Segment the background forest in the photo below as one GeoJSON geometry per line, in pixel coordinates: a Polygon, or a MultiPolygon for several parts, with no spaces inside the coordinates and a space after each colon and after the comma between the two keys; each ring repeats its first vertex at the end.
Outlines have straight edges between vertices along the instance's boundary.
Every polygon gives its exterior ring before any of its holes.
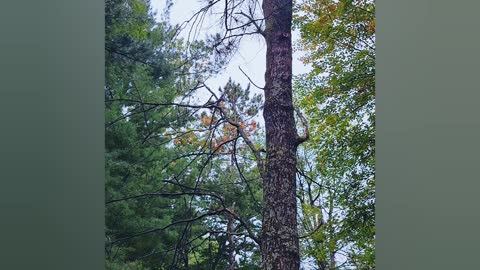
{"type": "MultiPolygon", "coordinates": [[[[219,1],[200,2],[192,22],[219,1]]],[[[242,36],[184,38],[170,1],[160,21],[148,0],[105,4],[107,269],[260,269],[265,97],[207,82],[242,36]]],[[[375,269],[375,5],[295,1],[293,29],[312,67],[293,78],[300,268],[375,269]]]]}

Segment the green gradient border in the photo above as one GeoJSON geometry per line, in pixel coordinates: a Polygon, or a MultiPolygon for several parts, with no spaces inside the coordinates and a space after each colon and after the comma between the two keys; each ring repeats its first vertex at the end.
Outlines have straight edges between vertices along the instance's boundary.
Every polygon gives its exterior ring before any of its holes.
{"type": "Polygon", "coordinates": [[[0,269],[104,269],[104,3],[0,8],[0,269]]]}
{"type": "Polygon", "coordinates": [[[377,1],[377,267],[480,269],[480,1],[377,1]]]}

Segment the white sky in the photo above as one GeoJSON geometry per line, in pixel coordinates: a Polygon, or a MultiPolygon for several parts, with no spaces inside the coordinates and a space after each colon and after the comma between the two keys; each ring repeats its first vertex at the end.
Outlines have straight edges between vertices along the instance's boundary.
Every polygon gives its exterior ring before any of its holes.
{"type": "MultiPolygon", "coordinates": [[[[151,0],[152,8],[157,11],[158,16],[162,14],[166,0],[151,0]]],[[[173,0],[173,7],[170,14],[171,24],[180,24],[189,19],[196,11],[198,11],[202,5],[199,0],[173,0]]],[[[214,23],[214,20],[208,20],[204,22],[204,28],[202,30],[209,30],[209,26],[214,23]]],[[[186,33],[184,33],[186,34],[186,33]]],[[[298,33],[293,33],[293,42],[299,37],[298,33]]],[[[223,87],[229,77],[240,83],[245,87],[249,80],[239,70],[239,66],[250,77],[250,79],[258,86],[263,87],[265,83],[265,42],[261,36],[247,36],[241,44],[238,52],[230,61],[226,70],[217,75],[215,78],[207,80],[207,85],[212,89],[218,89],[223,87]]],[[[310,67],[305,66],[298,58],[300,53],[295,53],[293,56],[293,74],[302,74],[310,70],[310,67]]],[[[254,93],[260,93],[255,86],[251,86],[251,91],[254,93]]]]}

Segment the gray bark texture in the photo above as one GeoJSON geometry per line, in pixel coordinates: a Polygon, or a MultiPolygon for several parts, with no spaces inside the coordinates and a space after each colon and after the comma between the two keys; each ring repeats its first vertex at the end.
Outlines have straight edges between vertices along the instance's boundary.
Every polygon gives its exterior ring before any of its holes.
{"type": "Polygon", "coordinates": [[[296,208],[296,151],[299,138],[292,101],[292,1],[264,0],[267,43],[266,128],[262,269],[300,267],[296,208]]]}

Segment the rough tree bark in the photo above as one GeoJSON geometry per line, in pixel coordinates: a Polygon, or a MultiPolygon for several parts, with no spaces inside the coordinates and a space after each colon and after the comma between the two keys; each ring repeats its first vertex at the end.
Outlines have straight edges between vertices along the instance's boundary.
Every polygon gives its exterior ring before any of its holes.
{"type": "Polygon", "coordinates": [[[296,208],[297,135],[292,101],[292,0],[264,0],[266,128],[262,268],[300,267],[296,208]]]}

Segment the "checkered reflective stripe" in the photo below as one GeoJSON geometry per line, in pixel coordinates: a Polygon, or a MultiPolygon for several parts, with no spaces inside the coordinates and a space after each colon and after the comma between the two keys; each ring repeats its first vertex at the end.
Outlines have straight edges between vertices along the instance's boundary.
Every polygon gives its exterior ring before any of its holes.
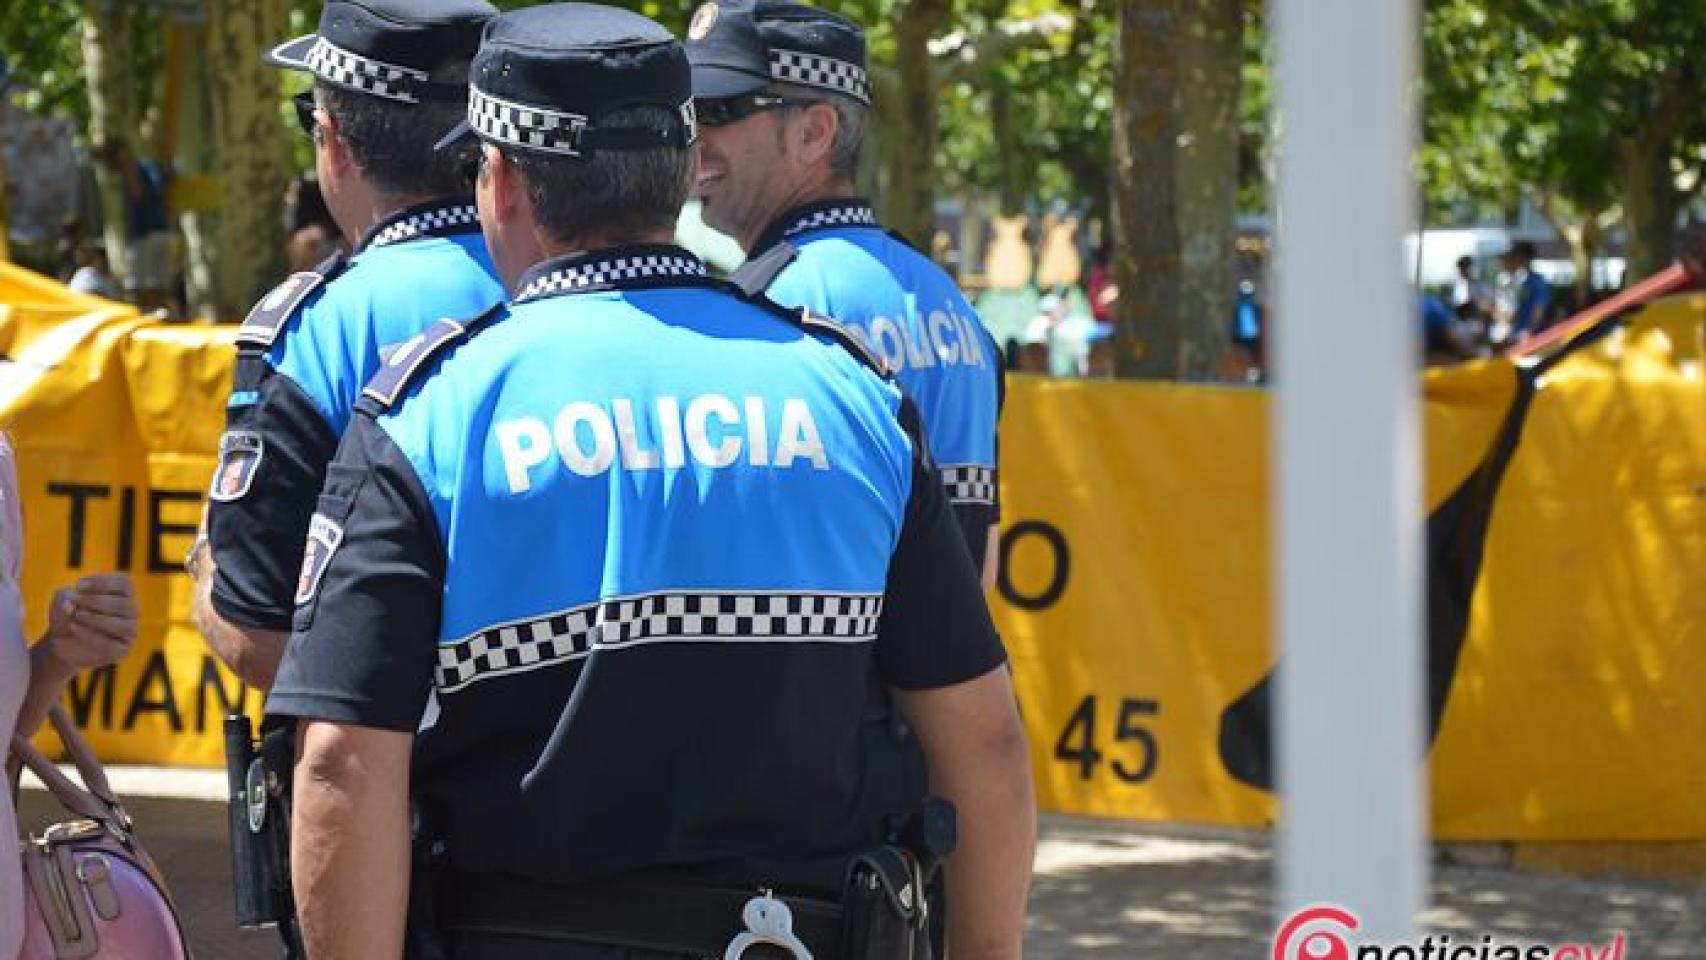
=-=-=-=-=
_EXERCISE BRIEF_
Copy each entry exactly, with no pictures.

_ANSWER_
Segment the background forest in the photo below as one GeoJSON geometry per line, in pixel coordinates: a Polygon, or a MultiPolygon for several parts, with no spaces inside the coordinates and a space after each colon and after the comma between the two keys; each ring repeats its first vertex at the end.
Outlines have straight edges between vertices along the instance's boundary.
Every polygon gives its exterior ring before any of its holes.
{"type": "MultiPolygon", "coordinates": [[[[219,1],[200,2],[192,22],[219,1]]],[[[242,36],[184,38],[170,1],[160,21],[148,0],[105,4],[107,269],[260,269],[265,97],[207,82],[242,36]]],[[[375,269],[375,5],[295,1],[293,29],[312,67],[293,78],[300,268],[375,269]]]]}

Segment the green gradient border in the photo above as one GeoJSON geometry per line, in pixel coordinates: a Polygon, or a MultiPolygon for several parts, with no spaces inside the coordinates and a space after each colon and after the comma between the two keys; each ring repeats its first vertex at the end.
Outlines have straight edges between vertices along the instance's boundary.
Every polygon gives its exterior ring before any of its holes.
{"type": "Polygon", "coordinates": [[[0,269],[104,269],[104,3],[0,8],[0,269]]]}
{"type": "Polygon", "coordinates": [[[377,1],[377,267],[480,269],[480,1],[377,1]]]}

Segment the white sky in the photo above as one GeoJSON geometry per line, in pixel coordinates: a Polygon, or a MultiPolygon for several parts, with no spaces inside the coordinates and a space after each colon and after the comma between the two keys; each ring repeats its first vertex at the end.
Outlines have straight edges between vertices along the instance's boundary.
Every polygon gives its exterior ring before any of its holes.
{"type": "MultiPolygon", "coordinates": [[[[151,0],[152,8],[157,11],[158,16],[162,14],[166,0],[151,0]]],[[[173,0],[173,7],[170,14],[171,24],[180,24],[189,19],[196,11],[198,11],[202,5],[199,0],[173,0]]],[[[214,23],[214,20],[208,20],[204,22],[204,28],[202,30],[209,30],[209,26],[214,23]]],[[[186,33],[184,33],[186,34],[186,33]]],[[[298,33],[293,33],[293,42],[299,37],[298,33]]],[[[223,87],[229,77],[240,83],[245,87],[249,80],[239,70],[239,66],[250,77],[250,79],[258,86],[263,87],[265,83],[265,42],[261,36],[247,36],[241,44],[238,52],[230,61],[226,70],[217,75],[215,78],[207,80],[207,85],[212,89],[218,89],[223,87]]],[[[310,67],[305,66],[298,58],[300,53],[295,53],[293,56],[293,74],[302,74],[310,70],[310,67]]],[[[254,93],[260,93],[255,86],[251,86],[251,91],[254,93]]]]}

Segment the gray bark texture in the photo above as one GeoJSON geometry per line, in pixel coordinates: a Polygon, or a MultiPolygon for several parts, with no spaces inside the coordinates and a space after each colon and after the comma between the two keys; each ring repeats its first vertex at the end.
Outlines have straight edges between vertices along the instance's boundary.
Every polygon gives its exterior ring before any of its holes.
{"type": "Polygon", "coordinates": [[[296,208],[296,151],[299,138],[292,101],[292,1],[264,0],[267,43],[266,128],[262,269],[300,267],[296,208]]]}

Segment the rough tree bark in the photo above as one GeoJSON geometry per line, in pixel coordinates: a Polygon, or a MultiPolygon for several parts, with no spaces inside the coordinates and a space after each colon and after the comma between the two keys; each ring repeats its first vertex at the end.
Outlines have straight edges between vertices along the instance's boundary.
Every polygon gives its exterior ring before any of its holes.
{"type": "Polygon", "coordinates": [[[296,208],[297,135],[292,101],[292,0],[264,0],[266,128],[262,268],[300,267],[296,208]]]}

Segment the "checkered reflective stripe" in the photo below as one GeoJSON geometry per line, in pixel coordinates: a Polygon, or a MultiPolygon for several parts, with no spaces inside the coordinates and a space after each colon and after the comma between the two keys; each ring repeats its first vertex at the end.
Outlines have straight edges between vertices along the instance's boundary.
Every polygon gives its exterior ring before any of its holes.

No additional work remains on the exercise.